Provided entries -
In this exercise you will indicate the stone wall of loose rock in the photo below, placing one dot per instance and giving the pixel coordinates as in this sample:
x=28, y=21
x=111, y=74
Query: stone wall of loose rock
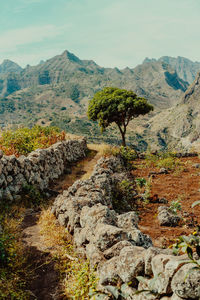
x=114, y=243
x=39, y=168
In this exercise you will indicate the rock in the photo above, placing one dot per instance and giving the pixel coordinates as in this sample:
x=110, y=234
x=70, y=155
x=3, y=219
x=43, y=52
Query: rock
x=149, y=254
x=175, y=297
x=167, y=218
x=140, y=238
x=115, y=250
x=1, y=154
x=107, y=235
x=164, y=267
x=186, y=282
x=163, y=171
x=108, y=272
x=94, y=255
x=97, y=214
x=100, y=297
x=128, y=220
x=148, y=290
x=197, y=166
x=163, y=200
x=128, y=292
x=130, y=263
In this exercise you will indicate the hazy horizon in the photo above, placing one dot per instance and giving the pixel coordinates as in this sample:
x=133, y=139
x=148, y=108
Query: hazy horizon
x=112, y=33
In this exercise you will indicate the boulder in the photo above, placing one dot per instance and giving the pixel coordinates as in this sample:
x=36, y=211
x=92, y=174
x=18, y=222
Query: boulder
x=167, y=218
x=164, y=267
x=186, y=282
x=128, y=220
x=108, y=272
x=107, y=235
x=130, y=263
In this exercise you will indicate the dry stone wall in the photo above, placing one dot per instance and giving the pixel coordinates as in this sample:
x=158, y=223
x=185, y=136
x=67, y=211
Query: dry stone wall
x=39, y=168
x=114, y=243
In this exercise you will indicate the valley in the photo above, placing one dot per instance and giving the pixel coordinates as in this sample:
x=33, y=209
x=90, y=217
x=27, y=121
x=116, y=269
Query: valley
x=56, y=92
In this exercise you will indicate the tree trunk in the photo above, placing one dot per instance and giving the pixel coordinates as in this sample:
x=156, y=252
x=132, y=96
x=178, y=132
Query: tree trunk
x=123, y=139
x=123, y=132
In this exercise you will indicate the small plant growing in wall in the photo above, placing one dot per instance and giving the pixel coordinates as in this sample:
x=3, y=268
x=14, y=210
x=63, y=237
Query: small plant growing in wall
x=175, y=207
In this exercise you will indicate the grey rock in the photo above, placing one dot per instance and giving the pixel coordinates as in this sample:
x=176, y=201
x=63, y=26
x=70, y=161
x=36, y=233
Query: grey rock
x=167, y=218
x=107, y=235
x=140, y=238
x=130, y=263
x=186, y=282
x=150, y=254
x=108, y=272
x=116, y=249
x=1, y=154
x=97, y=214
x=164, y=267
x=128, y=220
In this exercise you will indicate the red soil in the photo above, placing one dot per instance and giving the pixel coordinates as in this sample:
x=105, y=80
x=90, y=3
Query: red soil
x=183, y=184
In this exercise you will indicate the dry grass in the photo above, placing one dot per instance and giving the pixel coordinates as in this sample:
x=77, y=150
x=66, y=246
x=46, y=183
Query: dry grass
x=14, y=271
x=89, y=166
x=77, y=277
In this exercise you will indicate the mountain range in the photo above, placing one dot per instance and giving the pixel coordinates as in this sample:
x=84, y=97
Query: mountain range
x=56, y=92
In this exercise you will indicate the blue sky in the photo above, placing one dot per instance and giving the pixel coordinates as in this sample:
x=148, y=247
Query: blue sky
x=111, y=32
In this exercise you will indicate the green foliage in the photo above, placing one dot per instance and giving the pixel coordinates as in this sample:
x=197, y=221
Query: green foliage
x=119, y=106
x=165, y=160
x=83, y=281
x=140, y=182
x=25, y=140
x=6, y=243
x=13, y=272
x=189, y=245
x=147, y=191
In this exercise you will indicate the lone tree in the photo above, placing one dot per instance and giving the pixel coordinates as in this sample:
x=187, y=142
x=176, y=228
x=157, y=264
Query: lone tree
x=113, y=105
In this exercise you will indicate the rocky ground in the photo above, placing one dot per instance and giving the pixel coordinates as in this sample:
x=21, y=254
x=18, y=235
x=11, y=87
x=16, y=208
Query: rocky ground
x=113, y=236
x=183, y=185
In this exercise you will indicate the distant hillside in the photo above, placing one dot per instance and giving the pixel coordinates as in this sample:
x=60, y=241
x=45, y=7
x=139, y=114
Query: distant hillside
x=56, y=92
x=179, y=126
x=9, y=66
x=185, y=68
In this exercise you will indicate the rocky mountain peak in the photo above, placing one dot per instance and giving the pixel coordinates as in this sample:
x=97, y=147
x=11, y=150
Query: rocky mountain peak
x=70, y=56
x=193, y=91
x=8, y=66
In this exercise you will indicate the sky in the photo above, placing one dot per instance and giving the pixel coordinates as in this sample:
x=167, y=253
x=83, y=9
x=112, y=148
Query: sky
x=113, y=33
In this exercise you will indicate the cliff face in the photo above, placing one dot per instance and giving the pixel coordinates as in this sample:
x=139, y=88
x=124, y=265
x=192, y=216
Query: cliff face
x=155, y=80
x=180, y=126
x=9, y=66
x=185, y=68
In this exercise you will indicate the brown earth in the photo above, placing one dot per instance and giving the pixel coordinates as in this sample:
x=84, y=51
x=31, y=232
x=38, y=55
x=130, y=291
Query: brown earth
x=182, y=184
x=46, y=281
* * *
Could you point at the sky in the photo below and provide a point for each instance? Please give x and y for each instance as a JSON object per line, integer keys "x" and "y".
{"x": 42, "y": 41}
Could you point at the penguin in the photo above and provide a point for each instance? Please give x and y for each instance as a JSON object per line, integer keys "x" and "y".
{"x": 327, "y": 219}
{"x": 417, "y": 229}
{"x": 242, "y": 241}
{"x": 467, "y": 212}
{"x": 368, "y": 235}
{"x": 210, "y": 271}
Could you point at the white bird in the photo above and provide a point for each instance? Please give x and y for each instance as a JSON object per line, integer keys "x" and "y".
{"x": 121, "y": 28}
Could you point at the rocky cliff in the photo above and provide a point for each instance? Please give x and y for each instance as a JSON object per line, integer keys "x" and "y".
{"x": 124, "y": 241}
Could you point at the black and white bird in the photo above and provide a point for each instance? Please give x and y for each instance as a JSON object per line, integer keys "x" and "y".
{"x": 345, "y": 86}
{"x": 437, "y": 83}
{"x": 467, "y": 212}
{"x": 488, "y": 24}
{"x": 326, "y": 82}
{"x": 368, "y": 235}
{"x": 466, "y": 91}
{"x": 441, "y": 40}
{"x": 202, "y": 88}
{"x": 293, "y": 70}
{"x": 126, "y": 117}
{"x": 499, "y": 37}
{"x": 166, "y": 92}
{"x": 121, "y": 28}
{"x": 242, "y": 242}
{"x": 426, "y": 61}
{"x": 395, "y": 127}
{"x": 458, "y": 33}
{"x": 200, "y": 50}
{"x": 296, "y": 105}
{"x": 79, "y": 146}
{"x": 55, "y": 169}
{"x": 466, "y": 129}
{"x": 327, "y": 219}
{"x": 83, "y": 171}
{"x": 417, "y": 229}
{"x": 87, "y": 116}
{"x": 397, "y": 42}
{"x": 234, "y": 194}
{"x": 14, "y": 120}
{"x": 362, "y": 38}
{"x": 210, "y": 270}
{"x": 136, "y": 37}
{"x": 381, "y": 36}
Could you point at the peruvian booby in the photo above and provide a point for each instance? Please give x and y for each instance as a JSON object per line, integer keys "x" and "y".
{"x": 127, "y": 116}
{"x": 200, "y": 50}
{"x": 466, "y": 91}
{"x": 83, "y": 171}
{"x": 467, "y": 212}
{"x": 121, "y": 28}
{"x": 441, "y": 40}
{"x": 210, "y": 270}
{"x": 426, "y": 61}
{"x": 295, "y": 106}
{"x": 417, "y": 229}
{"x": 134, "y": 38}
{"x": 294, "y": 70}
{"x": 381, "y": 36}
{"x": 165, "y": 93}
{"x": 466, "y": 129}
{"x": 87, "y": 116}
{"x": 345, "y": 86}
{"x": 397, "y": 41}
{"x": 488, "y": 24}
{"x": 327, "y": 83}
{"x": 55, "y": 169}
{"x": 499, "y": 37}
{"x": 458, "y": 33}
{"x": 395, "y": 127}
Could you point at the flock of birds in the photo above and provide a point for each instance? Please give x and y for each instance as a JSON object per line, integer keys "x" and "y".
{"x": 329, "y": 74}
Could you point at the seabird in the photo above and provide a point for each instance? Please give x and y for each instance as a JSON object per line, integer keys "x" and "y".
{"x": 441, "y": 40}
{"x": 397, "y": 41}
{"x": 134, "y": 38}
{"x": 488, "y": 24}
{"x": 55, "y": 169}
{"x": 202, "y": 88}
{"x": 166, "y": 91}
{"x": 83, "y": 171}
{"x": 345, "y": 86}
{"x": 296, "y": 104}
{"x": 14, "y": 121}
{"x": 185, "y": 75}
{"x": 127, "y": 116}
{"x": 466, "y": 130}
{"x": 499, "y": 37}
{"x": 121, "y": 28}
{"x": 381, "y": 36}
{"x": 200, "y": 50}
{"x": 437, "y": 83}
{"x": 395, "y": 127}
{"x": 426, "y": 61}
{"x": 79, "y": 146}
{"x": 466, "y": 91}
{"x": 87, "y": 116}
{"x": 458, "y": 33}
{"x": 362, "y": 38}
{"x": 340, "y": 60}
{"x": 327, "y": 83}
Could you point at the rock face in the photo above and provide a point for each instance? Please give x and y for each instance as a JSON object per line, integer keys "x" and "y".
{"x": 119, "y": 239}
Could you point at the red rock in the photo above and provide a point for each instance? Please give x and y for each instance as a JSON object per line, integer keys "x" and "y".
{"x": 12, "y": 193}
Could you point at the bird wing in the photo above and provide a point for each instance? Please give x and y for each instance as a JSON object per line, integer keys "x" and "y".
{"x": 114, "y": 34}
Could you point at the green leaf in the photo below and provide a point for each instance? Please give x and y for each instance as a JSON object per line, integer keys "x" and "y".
...
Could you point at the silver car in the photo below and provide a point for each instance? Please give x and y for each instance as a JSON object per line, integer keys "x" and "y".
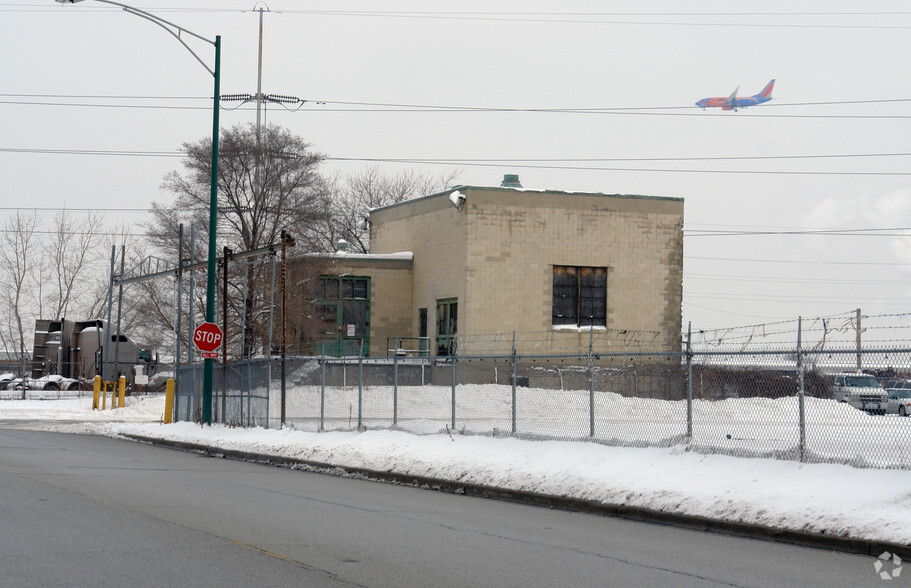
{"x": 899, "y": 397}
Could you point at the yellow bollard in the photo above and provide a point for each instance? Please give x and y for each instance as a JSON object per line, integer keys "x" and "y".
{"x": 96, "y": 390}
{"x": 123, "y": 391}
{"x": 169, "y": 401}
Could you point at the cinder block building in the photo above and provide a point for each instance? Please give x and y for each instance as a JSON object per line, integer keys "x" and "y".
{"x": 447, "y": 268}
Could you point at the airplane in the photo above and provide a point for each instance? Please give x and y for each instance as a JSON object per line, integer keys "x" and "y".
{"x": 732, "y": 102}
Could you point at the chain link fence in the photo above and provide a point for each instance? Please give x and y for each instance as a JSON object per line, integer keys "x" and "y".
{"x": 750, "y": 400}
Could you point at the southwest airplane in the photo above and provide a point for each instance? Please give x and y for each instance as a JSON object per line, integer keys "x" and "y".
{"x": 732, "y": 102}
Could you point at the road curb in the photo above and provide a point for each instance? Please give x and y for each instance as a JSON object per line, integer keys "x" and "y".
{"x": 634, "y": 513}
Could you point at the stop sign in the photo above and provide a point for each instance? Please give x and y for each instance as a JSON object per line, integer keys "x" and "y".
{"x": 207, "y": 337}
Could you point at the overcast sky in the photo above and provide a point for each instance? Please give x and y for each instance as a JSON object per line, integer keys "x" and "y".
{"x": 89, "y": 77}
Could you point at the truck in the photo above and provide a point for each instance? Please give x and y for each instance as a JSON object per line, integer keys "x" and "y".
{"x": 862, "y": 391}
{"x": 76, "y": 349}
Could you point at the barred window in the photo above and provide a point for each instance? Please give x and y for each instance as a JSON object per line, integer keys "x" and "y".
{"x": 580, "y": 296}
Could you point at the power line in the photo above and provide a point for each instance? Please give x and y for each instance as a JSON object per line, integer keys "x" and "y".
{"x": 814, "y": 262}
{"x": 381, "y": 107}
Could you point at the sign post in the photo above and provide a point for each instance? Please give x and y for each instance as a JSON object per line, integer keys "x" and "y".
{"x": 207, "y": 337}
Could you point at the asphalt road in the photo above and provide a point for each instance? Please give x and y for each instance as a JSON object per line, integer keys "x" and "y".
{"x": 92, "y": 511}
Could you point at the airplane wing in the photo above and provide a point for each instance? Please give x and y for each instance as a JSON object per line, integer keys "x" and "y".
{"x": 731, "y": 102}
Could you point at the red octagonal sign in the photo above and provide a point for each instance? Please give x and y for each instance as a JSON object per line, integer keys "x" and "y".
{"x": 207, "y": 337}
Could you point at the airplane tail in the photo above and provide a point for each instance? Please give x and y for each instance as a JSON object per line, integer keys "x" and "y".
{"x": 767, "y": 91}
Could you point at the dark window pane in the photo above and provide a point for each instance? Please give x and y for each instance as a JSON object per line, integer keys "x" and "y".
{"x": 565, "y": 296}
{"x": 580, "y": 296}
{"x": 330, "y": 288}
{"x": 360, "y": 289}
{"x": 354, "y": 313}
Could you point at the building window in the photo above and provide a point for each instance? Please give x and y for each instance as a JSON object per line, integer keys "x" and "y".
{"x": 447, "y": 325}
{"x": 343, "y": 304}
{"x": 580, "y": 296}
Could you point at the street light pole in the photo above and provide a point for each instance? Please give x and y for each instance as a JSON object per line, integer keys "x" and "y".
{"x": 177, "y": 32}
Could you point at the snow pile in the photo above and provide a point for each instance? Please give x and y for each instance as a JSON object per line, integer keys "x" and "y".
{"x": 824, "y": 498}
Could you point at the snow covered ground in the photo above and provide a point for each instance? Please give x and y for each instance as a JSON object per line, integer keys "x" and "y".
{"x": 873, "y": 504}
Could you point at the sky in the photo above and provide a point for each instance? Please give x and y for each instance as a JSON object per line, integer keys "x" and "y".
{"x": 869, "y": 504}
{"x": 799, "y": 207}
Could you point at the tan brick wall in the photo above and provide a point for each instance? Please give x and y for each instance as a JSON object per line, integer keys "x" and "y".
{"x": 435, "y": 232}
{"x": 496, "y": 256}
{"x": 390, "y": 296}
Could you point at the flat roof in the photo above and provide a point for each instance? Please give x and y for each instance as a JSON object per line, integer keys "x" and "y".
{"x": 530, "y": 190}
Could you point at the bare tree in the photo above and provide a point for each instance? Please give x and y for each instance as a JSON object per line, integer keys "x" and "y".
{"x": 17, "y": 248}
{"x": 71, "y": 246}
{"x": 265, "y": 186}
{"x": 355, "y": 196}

Task details - Return every line of the records above that contains the string "peak", copying each line in full.

Reply -
In this exercise you will indicate the rocky mountain peak in the photo above, placing one dot per instance and giving the pixel coordinates as in this sample:
Query: rocky mountain peak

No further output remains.